■ **EXERCISE DIRECTIONS**
Resume the article on the halted Huron County investigation into wind turbine health effects, starting right after its last sentence.

■ **TEXT**
● ● ●

Promising investigation into health impacts of industrial wind turbines halted after Medical Officer of Health was dismissed
Huron County hugs the shoreline of Lake Huron between Amberley and Grand Bend. At its centre is Goderich. The county reaches inland across mostly flat farmland about 75 kilometres. It is home to about 270 industrial wind turbines. Twice that many are planned.
As more turbines go up, more people complain the machines are affecting their health and the wellbeing of their children.
As the complaints piled up Huron County’s Medical Officer of Health (MOH) Dr. Janice Owen felt she had a duty to investigate. She had been appointed just a year earlier after considerable turmoil amid the governance and administration of that county’s Board of Health. That turmoil had ultimately led to the dismissal of Dr. Owen’s predecessor, Dr. Nancy Cameron.

● ● ●

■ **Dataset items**

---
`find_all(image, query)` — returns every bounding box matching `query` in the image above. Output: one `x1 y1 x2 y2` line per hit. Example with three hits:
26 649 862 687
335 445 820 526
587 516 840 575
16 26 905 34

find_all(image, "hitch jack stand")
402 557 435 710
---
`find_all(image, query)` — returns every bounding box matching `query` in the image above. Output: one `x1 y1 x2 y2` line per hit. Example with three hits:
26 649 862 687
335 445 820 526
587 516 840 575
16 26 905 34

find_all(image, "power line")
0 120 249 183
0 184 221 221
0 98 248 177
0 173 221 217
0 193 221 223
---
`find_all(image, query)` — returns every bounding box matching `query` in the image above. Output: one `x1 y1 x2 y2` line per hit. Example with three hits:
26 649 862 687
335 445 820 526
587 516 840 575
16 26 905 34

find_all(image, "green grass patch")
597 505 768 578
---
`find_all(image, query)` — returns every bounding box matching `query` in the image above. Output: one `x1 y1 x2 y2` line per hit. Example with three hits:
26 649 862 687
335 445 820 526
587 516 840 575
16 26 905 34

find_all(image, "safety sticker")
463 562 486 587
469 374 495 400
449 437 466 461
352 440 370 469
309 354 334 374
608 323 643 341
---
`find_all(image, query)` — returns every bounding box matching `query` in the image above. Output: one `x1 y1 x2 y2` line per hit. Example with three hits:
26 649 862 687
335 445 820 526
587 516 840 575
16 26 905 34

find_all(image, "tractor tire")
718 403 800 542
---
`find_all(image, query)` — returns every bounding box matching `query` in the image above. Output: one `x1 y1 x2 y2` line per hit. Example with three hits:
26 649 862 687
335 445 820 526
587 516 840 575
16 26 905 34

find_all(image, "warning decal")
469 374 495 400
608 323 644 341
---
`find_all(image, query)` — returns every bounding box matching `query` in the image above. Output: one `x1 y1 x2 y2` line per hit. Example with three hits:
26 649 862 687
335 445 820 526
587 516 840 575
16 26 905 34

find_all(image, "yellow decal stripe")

● ● ●

■ **ANSWER TO THE PROBLEM**
Dr. Owen knew she was embarking on rough political waters when she began to propose a health investigation into complaints that industrial wind turbines were making some people sick. Several of the municipalities and councils share in the revenue from these projects. Furthermore, the Board of Health is composed exclusively of sitting council members and one former councillor.
So Dr. Owen was careful. She proceeded slowly—explaining every step to the board along the way. She told them that she was proposing an investigation—not a research study. It would look at complaints and determine if there was a public health issue. It would not look at causality. She explained that it was her legislatively-defined duty in response to the volume of complaints.
In February, Dr. Owen outlined her proposed investigation to the Board of Health. In March, she explained to the board the structure of the investigation before a crowded meeting. About 80 residents filled the 45 seats in the chamber and spilled outside.
In April, Dr. Owen was fired.
Tyler Hessel is chair of the Huron County Board of Health. He is also Mayor of Bluewater, one of the lowertier municipalities that form Huron County.
He confirmed to the London Free Press that the Huron County Board of Health and Dr. Owen had parted ways, “but everything is going to continue moving forward as usual,” he said.
Hessel said that Owen’s departure was unrelated to the wind farm issue and that work would be carried on by health unit staff according to the London Free Press account.
That was five weeks ago.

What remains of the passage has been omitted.